Work to be completed:
Please give every line of the data below as a Markdown table with two columns, Row and Line, numbering the rows and leaving out blank lines.

[Shape annotation entries]
__________
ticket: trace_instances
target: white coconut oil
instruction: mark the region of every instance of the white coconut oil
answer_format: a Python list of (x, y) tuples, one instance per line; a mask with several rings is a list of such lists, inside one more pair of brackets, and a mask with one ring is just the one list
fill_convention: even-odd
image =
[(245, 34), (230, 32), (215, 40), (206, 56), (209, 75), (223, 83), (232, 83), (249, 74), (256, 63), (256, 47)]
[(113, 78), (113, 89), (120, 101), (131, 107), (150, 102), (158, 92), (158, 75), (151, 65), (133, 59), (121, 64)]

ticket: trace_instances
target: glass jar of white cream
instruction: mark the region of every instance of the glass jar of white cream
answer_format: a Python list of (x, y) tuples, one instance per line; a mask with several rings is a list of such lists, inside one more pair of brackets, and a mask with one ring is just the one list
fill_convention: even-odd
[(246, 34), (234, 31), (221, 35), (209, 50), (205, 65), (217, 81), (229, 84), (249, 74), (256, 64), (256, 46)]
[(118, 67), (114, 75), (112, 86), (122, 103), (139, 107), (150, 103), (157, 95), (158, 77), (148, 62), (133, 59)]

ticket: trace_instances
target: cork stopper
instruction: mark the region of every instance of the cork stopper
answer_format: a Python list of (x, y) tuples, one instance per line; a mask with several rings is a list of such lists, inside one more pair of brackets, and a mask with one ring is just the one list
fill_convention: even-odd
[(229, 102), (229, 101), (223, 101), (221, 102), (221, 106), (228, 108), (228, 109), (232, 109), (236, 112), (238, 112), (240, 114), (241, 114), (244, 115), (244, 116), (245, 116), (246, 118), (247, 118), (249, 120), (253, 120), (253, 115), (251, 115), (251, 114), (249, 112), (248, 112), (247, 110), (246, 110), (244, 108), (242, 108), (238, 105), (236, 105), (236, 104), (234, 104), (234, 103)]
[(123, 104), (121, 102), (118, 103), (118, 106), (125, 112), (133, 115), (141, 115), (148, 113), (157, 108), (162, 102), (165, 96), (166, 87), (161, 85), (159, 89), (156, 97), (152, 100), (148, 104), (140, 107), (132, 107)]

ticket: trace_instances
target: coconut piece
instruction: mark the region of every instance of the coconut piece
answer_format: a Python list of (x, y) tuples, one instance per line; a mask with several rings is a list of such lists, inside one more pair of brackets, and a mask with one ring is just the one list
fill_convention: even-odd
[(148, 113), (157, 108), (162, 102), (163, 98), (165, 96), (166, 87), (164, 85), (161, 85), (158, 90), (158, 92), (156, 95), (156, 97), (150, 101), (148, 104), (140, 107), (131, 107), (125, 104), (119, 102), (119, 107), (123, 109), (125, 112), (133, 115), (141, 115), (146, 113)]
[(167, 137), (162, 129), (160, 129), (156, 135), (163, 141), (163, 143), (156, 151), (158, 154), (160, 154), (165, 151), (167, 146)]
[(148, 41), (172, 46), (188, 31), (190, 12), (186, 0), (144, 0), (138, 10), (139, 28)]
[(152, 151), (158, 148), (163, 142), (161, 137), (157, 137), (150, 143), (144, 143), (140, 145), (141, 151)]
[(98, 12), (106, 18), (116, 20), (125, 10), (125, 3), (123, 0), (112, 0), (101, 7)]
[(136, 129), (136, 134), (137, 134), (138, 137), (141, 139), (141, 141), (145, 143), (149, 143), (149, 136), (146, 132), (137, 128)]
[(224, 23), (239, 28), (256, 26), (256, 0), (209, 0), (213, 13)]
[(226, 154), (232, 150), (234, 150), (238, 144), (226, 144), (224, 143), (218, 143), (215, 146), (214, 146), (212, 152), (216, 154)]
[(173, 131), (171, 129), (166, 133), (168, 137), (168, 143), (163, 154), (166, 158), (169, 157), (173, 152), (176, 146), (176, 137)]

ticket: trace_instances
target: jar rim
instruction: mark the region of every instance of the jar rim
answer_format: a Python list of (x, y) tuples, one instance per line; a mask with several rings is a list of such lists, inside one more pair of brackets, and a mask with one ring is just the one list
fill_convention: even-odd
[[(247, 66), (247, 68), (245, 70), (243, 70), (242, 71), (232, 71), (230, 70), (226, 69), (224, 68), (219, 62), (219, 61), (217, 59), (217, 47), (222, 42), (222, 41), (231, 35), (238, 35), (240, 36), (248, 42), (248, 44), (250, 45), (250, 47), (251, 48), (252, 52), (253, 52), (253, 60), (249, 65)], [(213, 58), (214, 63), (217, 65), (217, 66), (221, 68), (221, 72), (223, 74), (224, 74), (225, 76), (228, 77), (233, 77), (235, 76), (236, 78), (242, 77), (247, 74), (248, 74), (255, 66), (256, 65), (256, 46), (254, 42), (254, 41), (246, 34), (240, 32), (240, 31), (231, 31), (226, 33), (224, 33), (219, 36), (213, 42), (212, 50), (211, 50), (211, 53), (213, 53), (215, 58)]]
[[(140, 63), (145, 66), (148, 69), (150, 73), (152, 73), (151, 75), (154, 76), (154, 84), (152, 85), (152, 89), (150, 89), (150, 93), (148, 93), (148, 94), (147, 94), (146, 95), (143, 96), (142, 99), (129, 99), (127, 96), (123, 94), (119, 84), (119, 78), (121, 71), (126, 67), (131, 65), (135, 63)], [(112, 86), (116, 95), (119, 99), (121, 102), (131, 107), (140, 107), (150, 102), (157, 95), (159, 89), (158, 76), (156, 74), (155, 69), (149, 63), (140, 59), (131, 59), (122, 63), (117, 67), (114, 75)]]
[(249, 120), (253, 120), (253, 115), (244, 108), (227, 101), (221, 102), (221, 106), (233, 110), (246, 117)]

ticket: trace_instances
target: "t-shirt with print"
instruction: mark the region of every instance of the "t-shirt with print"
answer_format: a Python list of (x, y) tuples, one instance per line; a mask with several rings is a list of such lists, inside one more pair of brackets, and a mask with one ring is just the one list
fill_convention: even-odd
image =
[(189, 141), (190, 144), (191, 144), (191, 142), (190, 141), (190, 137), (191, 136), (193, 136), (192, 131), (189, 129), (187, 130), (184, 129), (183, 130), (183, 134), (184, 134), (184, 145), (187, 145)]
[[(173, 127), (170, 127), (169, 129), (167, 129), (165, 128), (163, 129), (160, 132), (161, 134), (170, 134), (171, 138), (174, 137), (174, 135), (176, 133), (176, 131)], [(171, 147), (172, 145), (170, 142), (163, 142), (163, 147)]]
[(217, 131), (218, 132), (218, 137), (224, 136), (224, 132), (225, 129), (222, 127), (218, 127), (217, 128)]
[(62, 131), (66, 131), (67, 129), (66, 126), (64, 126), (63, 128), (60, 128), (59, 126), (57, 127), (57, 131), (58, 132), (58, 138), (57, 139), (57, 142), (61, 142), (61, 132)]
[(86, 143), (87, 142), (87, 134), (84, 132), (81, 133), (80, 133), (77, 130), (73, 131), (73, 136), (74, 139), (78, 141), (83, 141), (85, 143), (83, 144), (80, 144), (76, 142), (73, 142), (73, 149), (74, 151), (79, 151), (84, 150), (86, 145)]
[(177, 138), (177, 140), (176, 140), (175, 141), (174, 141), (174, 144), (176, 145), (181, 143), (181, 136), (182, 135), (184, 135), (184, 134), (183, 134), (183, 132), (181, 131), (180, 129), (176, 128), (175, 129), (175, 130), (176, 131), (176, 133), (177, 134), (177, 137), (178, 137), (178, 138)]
__________
The solution:
| Row | Line |
|---|---|
| 1 | ticket: trace_instances |
| 2 | target: white coconut oil |
| 3 | instruction: mark the region of every instance of the white coconut oil |
| 4 | answer_format: a Python list of (x, y) tuples, one instance per line; a mask with several rings is a list of such lists, inside one more pair of brackets, and a mask with one ring is just the one list |
| 5 | fill_convention: even-odd |
| 6 | image = |
| 7 | [(245, 34), (230, 32), (215, 40), (206, 56), (209, 75), (223, 83), (232, 83), (249, 74), (256, 63), (256, 47)] |
| 8 | [(113, 78), (113, 89), (120, 101), (131, 107), (150, 102), (158, 92), (158, 75), (151, 65), (133, 59), (121, 64)] |
| 9 | ticket: trace_instances |
| 10 | target: glass jar of white cream |
| 11 | instruction: mark the region of every instance of the glass jar of white cream |
| 12 | answer_format: a Python list of (x, y) tuples, one instance per line; a mask with several rings is a list of such lists, inside one more pair of brackets, and a mask with one ring is just the one list |
| 13 | fill_convention: even-odd |
| 14 | [(246, 34), (234, 31), (221, 35), (209, 50), (205, 65), (217, 81), (229, 84), (249, 74), (256, 64), (256, 46)] |
| 15 | [(118, 67), (114, 75), (112, 86), (122, 103), (139, 107), (150, 103), (157, 95), (158, 77), (148, 62), (133, 59)] |
| 16 | ticket: trace_instances |
| 17 | target: cork stopper |
| 18 | instruction: mark the region of every instance of the cork stopper |
| 19 | answer_format: a Python list of (x, y) tuples, one instance per line; a mask with several rings is a list of such lists, inside one more pair of brackets, and a mask with one ring is just the one list |
| 20 | fill_convention: even-odd |
| 21 | [(229, 102), (229, 101), (223, 101), (221, 102), (221, 106), (228, 108), (228, 109), (232, 109), (236, 112), (238, 112), (240, 114), (241, 114), (244, 115), (244, 116), (245, 116), (246, 118), (247, 118), (249, 120), (253, 120), (253, 115), (251, 115), (251, 114), (249, 112), (248, 112), (247, 110), (246, 110), (244, 108), (242, 108), (238, 105), (236, 105), (236, 104), (234, 104), (234, 103)] |
| 22 | [(123, 104), (121, 102), (118, 103), (118, 106), (125, 112), (133, 115), (141, 115), (148, 113), (157, 108), (162, 102), (165, 96), (166, 87), (161, 85), (159, 89), (156, 97), (152, 100), (148, 104), (140, 107), (132, 107)] |
| 23 | ticket: trace_instances |
| 24 | target: coconut piece |
| 25 | instruction: mark the region of every instance of the coconut piece |
| 26 | answer_format: a Python list of (x, y) tuples, one instance per line; a mask with several rings is a list of such lists, inside one more pair of brackets, and a mask with one ring is just the one list |
| 27 | fill_convention: even-odd |
| 28 | [(148, 113), (157, 108), (162, 102), (163, 98), (165, 96), (166, 87), (164, 85), (161, 85), (158, 90), (158, 92), (156, 95), (156, 97), (150, 101), (148, 104), (140, 107), (131, 107), (125, 104), (119, 102), (119, 107), (123, 109), (125, 112), (133, 115), (141, 115), (146, 113)] |
| 29 | [(167, 137), (162, 129), (160, 129), (156, 135), (163, 141), (163, 143), (156, 151), (158, 154), (160, 154), (165, 151), (167, 146)] |
| 30 | [(148, 41), (172, 46), (188, 31), (190, 12), (186, 0), (144, 0), (138, 10), (139, 28)] |
| 31 | [(152, 151), (158, 148), (163, 142), (161, 137), (157, 137), (150, 143), (144, 143), (140, 145), (141, 151)] |
| 32 | [(98, 12), (106, 18), (116, 20), (125, 10), (125, 3), (123, 0), (112, 0), (101, 7)] |
| 33 | [(136, 129), (136, 134), (137, 134), (138, 137), (141, 139), (141, 141), (145, 143), (149, 143), (149, 136), (146, 132), (137, 128)] |
| 34 | [(224, 23), (239, 28), (256, 26), (256, 0), (209, 0), (213, 13)] |
| 35 | [(226, 154), (232, 150), (234, 150), (238, 144), (226, 144), (224, 143), (218, 143), (215, 146), (214, 146), (212, 152), (216, 154)] |
| 36 | [(173, 131), (171, 129), (166, 133), (168, 137), (168, 143), (163, 154), (166, 158), (169, 157), (173, 152), (176, 146), (176, 137)] |
| 37 | ticket: trace_instances |
| 38 | target: jar rim |
| 39 | instruction: mark the region of every instance of the jar rim |
| 40 | answer_format: a Python list of (x, y) tuples, one instance per line; a mask with several rings is a list of such lists, inside one more pair of brackets, and a mask with one ring is just the one list |
| 41 | fill_convention: even-odd |
| 42 | [[(247, 66), (247, 68), (245, 70), (243, 70), (242, 71), (232, 71), (230, 70), (226, 69), (224, 68), (219, 62), (219, 61), (217, 59), (217, 47), (222, 42), (222, 41), (231, 35), (238, 35), (240, 36), (248, 42), (248, 44), (250, 45), (250, 47), (251, 48), (252, 52), (253, 52), (253, 60), (249, 65)], [(213, 58), (214, 63), (217, 65), (217, 66), (221, 68), (221, 72), (223, 74), (224, 74), (225, 76), (228, 77), (233, 77), (235, 76), (236, 78), (242, 77), (247, 74), (248, 74), (255, 66), (256, 65), (256, 46), (254, 42), (254, 41), (246, 34), (240, 32), (240, 31), (231, 31), (226, 33), (224, 33), (219, 36), (213, 42), (212, 50), (211, 50), (211, 53), (213, 53), (215, 58)]] |
| 43 | [[(140, 63), (145, 66), (148, 69), (150, 73), (152, 73), (151, 75), (154, 76), (154, 84), (152, 85), (152, 89), (150, 89), (150, 93), (148, 93), (148, 94), (147, 94), (146, 95), (143, 96), (142, 99), (129, 99), (127, 96), (123, 94), (119, 84), (119, 78), (121, 71), (126, 67), (131, 65), (135, 63)], [(112, 86), (116, 95), (119, 99), (121, 102), (131, 107), (140, 107), (150, 102), (157, 95), (159, 89), (158, 76), (156, 74), (155, 69), (149, 63), (140, 59), (131, 59), (122, 63), (117, 67), (114, 75)]] |
| 44 | [(249, 120), (253, 120), (253, 115), (244, 108), (227, 101), (221, 102), (221, 106), (233, 110), (246, 117)] |
| 45 | ticket: trace_instances |
| 46 | target: "t-shirt with print" |
| 47 | instruction: mark the region of every instance of the "t-shirt with print" |
| 48 | answer_format: a Python list of (x, y) tuples, one instance per line; a mask with several rings is a list of such lists, inside one more pair of brackets, and a mask with one ring is just the one list |
| 49 | fill_convention: even-odd |
| 50 | image = |
| 51 | [(189, 141), (190, 144), (191, 144), (191, 142), (190, 141), (190, 137), (191, 136), (193, 136), (192, 131), (189, 129), (187, 130), (184, 129), (183, 130), (183, 134), (184, 134), (184, 145), (187, 145)] |
| 52 | [[(173, 127), (170, 127), (169, 129), (167, 129), (165, 128), (163, 129), (160, 132), (161, 134), (170, 134), (171, 138), (174, 137), (174, 135), (176, 133), (176, 131)], [(171, 147), (172, 145), (170, 142), (163, 142), (163, 147)]] |
| 53 | [(217, 131), (218, 132), (218, 137), (224, 136), (224, 132), (225, 129), (222, 127), (218, 127), (217, 128)] |
| 54 | [(62, 131), (66, 131), (67, 129), (66, 126), (64, 126), (63, 128), (60, 128), (59, 126), (57, 127), (57, 131), (58, 132), (58, 138), (57, 139), (57, 142), (61, 142), (61, 132)] |
| 55 | [(86, 143), (87, 142), (87, 134), (84, 132), (81, 133), (80, 133), (77, 130), (73, 131), (73, 136), (74, 139), (78, 141), (83, 141), (85, 143), (83, 144), (80, 144), (76, 142), (73, 142), (73, 149), (74, 151), (79, 151), (84, 150), (86, 145)] |
| 56 | [(177, 138), (177, 140), (176, 140), (175, 141), (174, 141), (174, 144), (176, 145), (181, 143), (181, 136), (182, 135), (184, 135), (184, 134), (183, 134), (183, 132), (181, 131), (180, 129), (176, 128), (175, 129), (175, 130), (176, 131), (176, 133), (177, 134), (177, 137), (178, 137), (178, 138)] |